=== What is being asked ===
Copy out each line of the data that holds the word "snow".

Segment Start: Exercise material

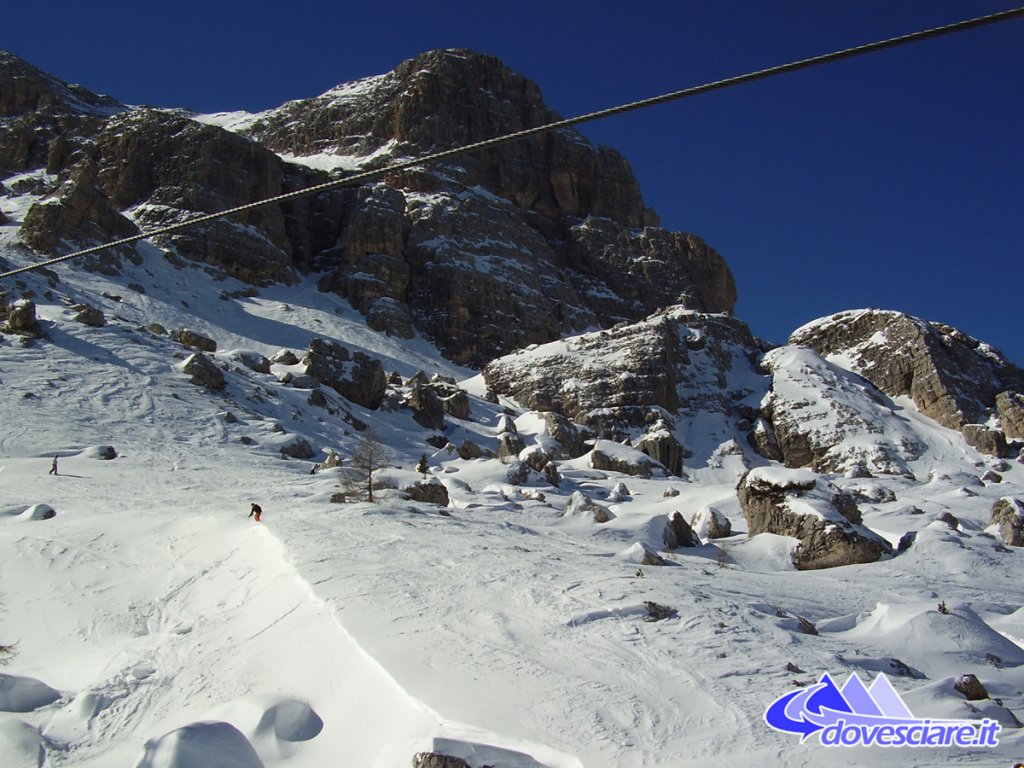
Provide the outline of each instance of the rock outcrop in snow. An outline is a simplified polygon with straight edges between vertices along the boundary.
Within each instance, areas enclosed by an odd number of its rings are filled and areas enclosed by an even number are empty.
[[[1007,496],[992,505],[992,525],[1011,547],[1024,547],[1024,501]]]
[[[483,376],[489,389],[526,408],[560,414],[607,440],[635,439],[681,475],[688,448],[676,435],[691,430],[680,423],[700,422],[706,432],[714,419],[731,425],[729,435],[743,426],[756,411],[744,401],[767,389],[755,367],[761,352],[742,322],[676,307],[507,355]]]
[[[873,384],[806,347],[774,349],[762,366],[771,391],[767,420],[750,435],[765,457],[819,472],[910,475],[924,445],[897,406]]]
[[[999,418],[1007,434],[1020,429],[1024,370],[956,328],[866,309],[816,320],[789,342],[842,360],[890,397],[909,396],[945,427],[964,430]]]
[[[774,533],[799,539],[799,570],[871,563],[891,552],[861,525],[853,498],[809,470],[753,469],[737,488],[749,536]]]

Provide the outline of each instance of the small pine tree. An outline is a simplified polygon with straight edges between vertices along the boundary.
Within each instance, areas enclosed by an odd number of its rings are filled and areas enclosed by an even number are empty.
[[[430,465],[427,464],[427,454],[420,456],[420,463],[416,465],[416,471],[423,475],[423,479],[427,479],[427,473],[430,471]]]

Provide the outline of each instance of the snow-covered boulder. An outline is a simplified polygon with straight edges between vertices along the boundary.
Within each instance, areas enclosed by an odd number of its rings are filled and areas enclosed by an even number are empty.
[[[178,328],[175,331],[171,331],[170,335],[172,339],[186,347],[193,347],[203,352],[217,351],[217,342],[198,331],[193,331],[189,328]]]
[[[448,506],[448,489],[437,480],[421,480],[405,487],[405,494],[413,501]]]
[[[279,449],[282,456],[289,456],[293,459],[311,459],[316,455],[313,446],[304,437],[296,437]]]
[[[673,512],[671,517],[668,518],[663,538],[668,549],[700,546],[700,539],[697,537],[697,534],[690,524],[686,522],[686,518],[679,512]]]
[[[0,326],[10,333],[42,336],[43,330],[36,320],[36,305],[31,299],[19,299],[7,307],[7,322]]]
[[[690,527],[701,541],[724,539],[732,535],[732,523],[714,507],[701,507],[690,520]]]
[[[544,469],[544,465],[551,461],[551,457],[548,456],[542,446],[535,443],[534,445],[526,446],[519,452],[519,460],[529,464],[530,469],[540,472]]]
[[[82,449],[79,456],[87,459],[99,459],[100,461],[113,461],[117,458],[117,451],[112,445],[90,445]]]
[[[498,458],[502,461],[518,459],[524,448],[526,444],[516,432],[502,432],[498,435]]]
[[[181,364],[181,370],[188,374],[189,381],[207,389],[224,389],[227,381],[224,372],[202,352],[189,355]]]
[[[595,523],[607,523],[609,520],[615,518],[608,507],[600,502],[594,501],[592,498],[583,493],[583,491],[573,491],[572,496],[569,497],[569,501],[565,505],[565,511],[562,513],[563,517],[583,517],[592,519]]]
[[[107,324],[107,318],[103,310],[94,307],[92,304],[75,304],[72,309],[75,311],[75,322],[88,325],[92,328],[102,328]]]
[[[636,447],[664,466],[669,474],[682,477],[686,449],[663,420],[659,420],[651,427],[647,434],[637,441]]]
[[[387,388],[380,360],[352,352],[336,341],[313,339],[302,358],[306,373],[356,405],[376,409]]]
[[[279,349],[270,356],[270,362],[275,365],[298,365],[299,358],[290,349]]]
[[[250,371],[256,373],[270,373],[270,360],[249,349],[236,349],[227,353],[227,358],[236,363],[244,365]]]
[[[608,501],[616,503],[627,501],[631,495],[625,483],[616,483],[615,487],[608,493]]]
[[[806,469],[758,467],[740,480],[737,494],[749,536],[772,533],[799,539],[799,570],[870,563],[892,551],[860,525],[852,497]]]
[[[646,453],[611,440],[598,440],[594,444],[594,450],[590,452],[590,466],[636,477],[650,477],[655,472],[665,473],[664,467]]]
[[[462,441],[462,444],[458,448],[459,458],[470,461],[472,459],[479,459],[484,455],[484,449],[474,443],[469,438]]]
[[[1024,547],[1024,502],[1014,496],[999,499],[992,505],[992,525],[1005,543]]]
[[[556,458],[575,459],[587,452],[583,436],[569,419],[560,413],[548,411],[543,414],[544,425],[550,441],[545,448]]]

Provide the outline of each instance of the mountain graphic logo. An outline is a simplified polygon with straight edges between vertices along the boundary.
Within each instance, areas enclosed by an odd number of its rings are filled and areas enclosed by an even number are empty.
[[[995,747],[995,720],[917,718],[884,674],[870,687],[856,673],[842,688],[823,674],[814,685],[786,693],[764,713],[769,727],[811,736],[826,747]]]

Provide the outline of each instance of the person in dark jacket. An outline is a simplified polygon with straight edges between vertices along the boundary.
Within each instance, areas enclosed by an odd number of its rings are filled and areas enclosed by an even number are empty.
[[[260,505],[253,502],[252,509],[249,510],[249,517],[255,517],[256,522],[258,523],[260,521],[260,515],[262,514],[263,510],[260,508]]]
[[[57,457],[56,456],[53,457],[53,464],[50,465],[50,474],[51,475],[56,475],[57,474]]]

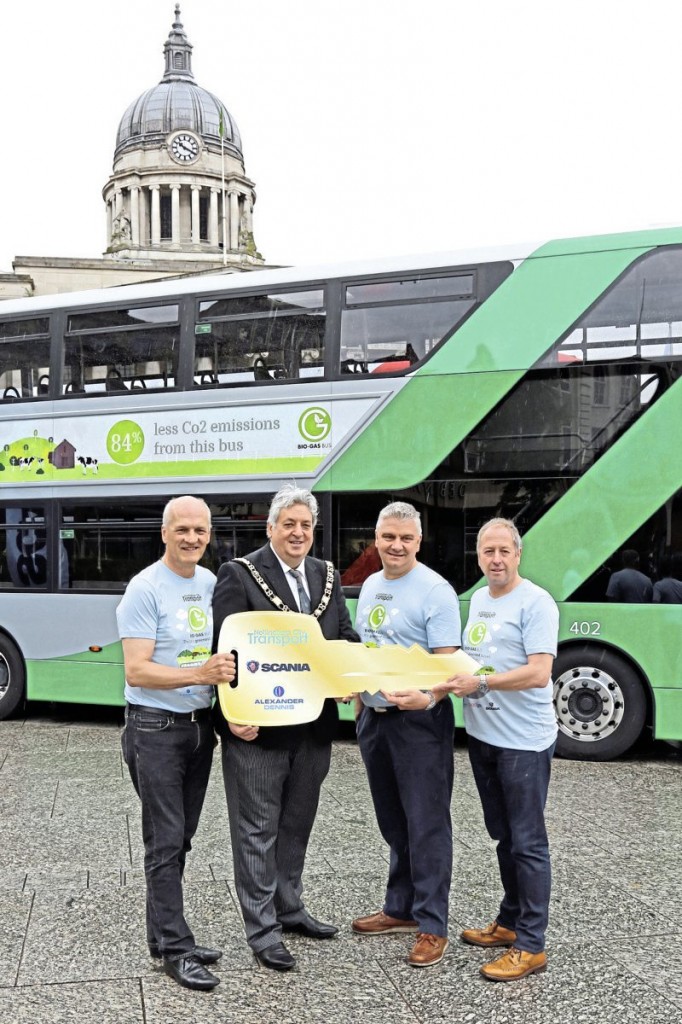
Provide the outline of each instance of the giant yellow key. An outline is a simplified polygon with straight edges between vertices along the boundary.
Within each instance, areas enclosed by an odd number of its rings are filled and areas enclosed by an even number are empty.
[[[463,651],[429,654],[416,645],[325,640],[317,619],[300,612],[228,615],[218,651],[236,656],[236,679],[220,684],[218,699],[225,718],[237,725],[300,725],[319,716],[325,697],[428,690],[481,668]]]

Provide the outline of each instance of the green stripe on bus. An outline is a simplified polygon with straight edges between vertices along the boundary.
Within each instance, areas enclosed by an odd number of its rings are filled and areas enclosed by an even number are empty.
[[[679,489],[682,378],[572,485],[524,539],[522,573],[565,600]]]
[[[677,236],[682,240],[679,230]],[[423,480],[648,250],[546,259],[534,253],[397,392],[313,489],[398,489]],[[460,376],[441,376],[446,374]]]
[[[93,665],[66,658],[26,662],[26,696],[69,704],[124,703],[123,665]]]

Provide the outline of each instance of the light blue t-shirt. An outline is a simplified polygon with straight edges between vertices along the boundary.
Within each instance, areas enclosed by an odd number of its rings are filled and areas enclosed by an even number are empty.
[[[529,654],[556,655],[559,609],[553,598],[530,580],[503,597],[488,587],[471,599],[462,649],[495,672],[509,672]],[[556,739],[552,680],[532,690],[490,690],[482,699],[464,698],[466,731],[483,743],[512,750],[546,750]]]
[[[397,580],[375,572],[362,584],[355,629],[364,643],[459,647],[462,631],[457,594],[447,580],[417,562]],[[381,694],[361,694],[368,707],[393,707]]]
[[[208,661],[213,642],[211,598],[216,578],[198,565],[190,579],[178,576],[154,562],[133,576],[116,609],[121,639],[154,640],[152,661],[171,668],[197,668]],[[125,698],[130,704],[165,708],[167,711],[196,711],[207,708],[212,686],[183,686],[156,690],[129,686]]]

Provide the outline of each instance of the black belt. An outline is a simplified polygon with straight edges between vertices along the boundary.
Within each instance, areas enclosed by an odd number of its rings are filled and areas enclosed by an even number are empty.
[[[378,715],[384,715],[387,711],[400,711],[397,704],[391,704],[390,708],[375,708],[371,704],[368,704],[367,707],[370,711],[376,711]]]
[[[169,711],[168,708],[153,708],[149,704],[131,704],[126,701],[129,711],[153,711],[155,714],[166,715],[167,718],[186,719],[188,722],[203,722],[211,717],[211,708],[196,708],[194,711]]]

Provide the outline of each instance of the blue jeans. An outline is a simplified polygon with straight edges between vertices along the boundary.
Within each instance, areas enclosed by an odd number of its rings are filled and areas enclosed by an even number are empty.
[[[551,868],[545,803],[555,744],[546,750],[494,747],[469,736],[469,760],[485,827],[497,840],[504,898],[497,923],[518,949],[541,953],[549,917]]]
[[[213,759],[210,710],[199,721],[170,711],[129,705],[123,757],[142,803],[147,942],[169,960],[195,948],[183,911],[185,858],[206,795]]]
[[[379,831],[390,847],[384,913],[448,934],[454,779],[452,701],[431,711],[364,708],[358,746]]]

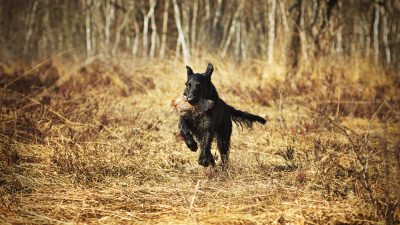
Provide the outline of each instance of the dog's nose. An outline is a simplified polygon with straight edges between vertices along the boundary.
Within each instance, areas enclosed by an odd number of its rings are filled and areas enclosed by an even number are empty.
[[[190,104],[194,104],[194,103],[196,103],[196,98],[194,98],[194,97],[188,97],[187,101],[188,101]]]

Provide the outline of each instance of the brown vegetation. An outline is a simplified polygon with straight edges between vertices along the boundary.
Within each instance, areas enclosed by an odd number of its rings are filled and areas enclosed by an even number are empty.
[[[227,172],[199,167],[197,154],[177,139],[178,116],[168,114],[183,88],[179,61],[4,67],[1,220],[399,221],[393,75],[352,80],[359,68],[321,65],[329,68],[318,71],[321,78],[304,71],[301,79],[272,83],[243,72],[247,65],[214,64],[223,98],[270,121],[235,129]],[[253,61],[250,70],[262,66]],[[237,73],[240,81],[231,78]],[[343,76],[332,80],[330,73]]]

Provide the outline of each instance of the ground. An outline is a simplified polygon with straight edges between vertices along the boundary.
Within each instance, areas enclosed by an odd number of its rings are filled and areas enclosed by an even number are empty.
[[[4,65],[0,222],[398,223],[396,78],[249,64],[214,62],[220,97],[268,120],[235,126],[226,171],[215,143],[203,168],[178,135],[178,60]]]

Segment End: Exercise material

=== Result of this task ===
Provide the outline of each instance of the rock outcrop in snow. An outline is a simplified polygon with straight edges between vertices along the boundary.
Provide the outline of each instance of the snow-covered boulder. An outline is a simplified polygon with straight edges between vertices along the boundary.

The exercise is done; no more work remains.